- Job
Give the data below again, word for word.

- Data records
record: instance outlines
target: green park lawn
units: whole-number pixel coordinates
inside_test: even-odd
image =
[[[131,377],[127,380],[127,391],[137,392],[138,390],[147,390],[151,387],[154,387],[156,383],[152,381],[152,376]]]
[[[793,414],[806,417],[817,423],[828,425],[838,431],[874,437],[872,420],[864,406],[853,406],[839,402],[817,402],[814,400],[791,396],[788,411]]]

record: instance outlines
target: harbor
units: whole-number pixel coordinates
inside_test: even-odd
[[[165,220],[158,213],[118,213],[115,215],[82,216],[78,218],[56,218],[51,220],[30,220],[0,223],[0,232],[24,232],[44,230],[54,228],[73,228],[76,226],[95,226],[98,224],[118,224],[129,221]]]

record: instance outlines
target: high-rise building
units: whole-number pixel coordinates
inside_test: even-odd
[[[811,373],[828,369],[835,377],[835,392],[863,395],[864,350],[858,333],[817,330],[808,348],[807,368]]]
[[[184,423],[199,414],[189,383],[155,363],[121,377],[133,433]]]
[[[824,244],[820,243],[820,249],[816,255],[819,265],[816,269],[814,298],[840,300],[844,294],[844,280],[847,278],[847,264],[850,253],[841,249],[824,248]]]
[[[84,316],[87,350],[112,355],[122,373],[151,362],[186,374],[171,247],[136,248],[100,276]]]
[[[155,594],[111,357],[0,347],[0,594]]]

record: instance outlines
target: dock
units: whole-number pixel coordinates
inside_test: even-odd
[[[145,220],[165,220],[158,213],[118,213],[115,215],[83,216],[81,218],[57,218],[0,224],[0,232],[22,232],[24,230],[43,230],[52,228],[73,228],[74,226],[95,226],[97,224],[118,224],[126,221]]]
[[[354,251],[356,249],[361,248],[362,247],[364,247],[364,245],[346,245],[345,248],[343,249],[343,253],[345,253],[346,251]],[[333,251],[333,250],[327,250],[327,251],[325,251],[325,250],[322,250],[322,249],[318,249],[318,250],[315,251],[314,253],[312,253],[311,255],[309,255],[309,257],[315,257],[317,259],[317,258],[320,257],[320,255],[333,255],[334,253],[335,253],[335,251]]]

- Written answer
record: instance outlines
target: green park lawn
units: whole-number pixel coordinates
inside_test: even-odd
image =
[[[131,377],[127,380],[127,391],[137,392],[138,390],[147,390],[151,387],[154,387],[156,383],[152,381],[152,376]]]
[[[793,414],[806,417],[817,423],[828,425],[838,431],[874,437],[872,420],[864,406],[853,406],[839,402],[817,402],[814,400],[791,396],[788,411]]]

record: instance outlines
target: harbor
units: whole-number pixel coordinates
inside_test: even-odd
[[[165,220],[158,213],[118,213],[115,215],[82,216],[78,218],[56,218],[51,220],[30,220],[0,223],[0,232],[24,232],[44,230],[54,228],[73,228],[76,226],[95,226],[98,224],[118,224],[129,221]]]

record: instance outlines
target: high-rise building
units: whole-number pixel coordinates
inside_test: even-odd
[[[811,373],[828,369],[835,377],[835,392],[863,395],[864,350],[858,333],[817,330],[808,348],[807,368]]]
[[[184,423],[199,414],[189,383],[155,363],[121,377],[133,433]]]
[[[824,244],[820,243],[820,249],[816,255],[819,265],[816,269],[814,298],[840,300],[844,294],[844,280],[847,278],[847,264],[850,253],[841,249],[824,248]]]
[[[84,316],[87,350],[112,355],[122,373],[151,362],[186,374],[171,247],[136,248],[100,276]]]
[[[155,594],[111,357],[0,347],[0,594]]]

record: instance outlines
target: dock
units: whole-number pixel coordinates
inside_test: even-odd
[[[145,220],[165,220],[158,213],[118,213],[115,215],[83,216],[81,218],[57,218],[0,224],[0,232],[22,232],[24,230],[43,230],[52,228],[73,228],[74,226],[95,226],[97,224],[118,224],[126,221]]]
[[[354,251],[356,249],[361,248],[362,247],[364,247],[364,245],[346,245],[345,248],[343,249],[343,253],[345,253],[346,251]],[[333,251],[333,250],[327,250],[327,251],[325,251],[325,250],[322,250],[322,249],[318,249],[318,250],[315,251],[314,253],[312,253],[311,255],[309,255],[309,257],[315,257],[317,259],[317,258],[320,257],[320,255],[333,255],[334,253],[335,253],[335,251]]]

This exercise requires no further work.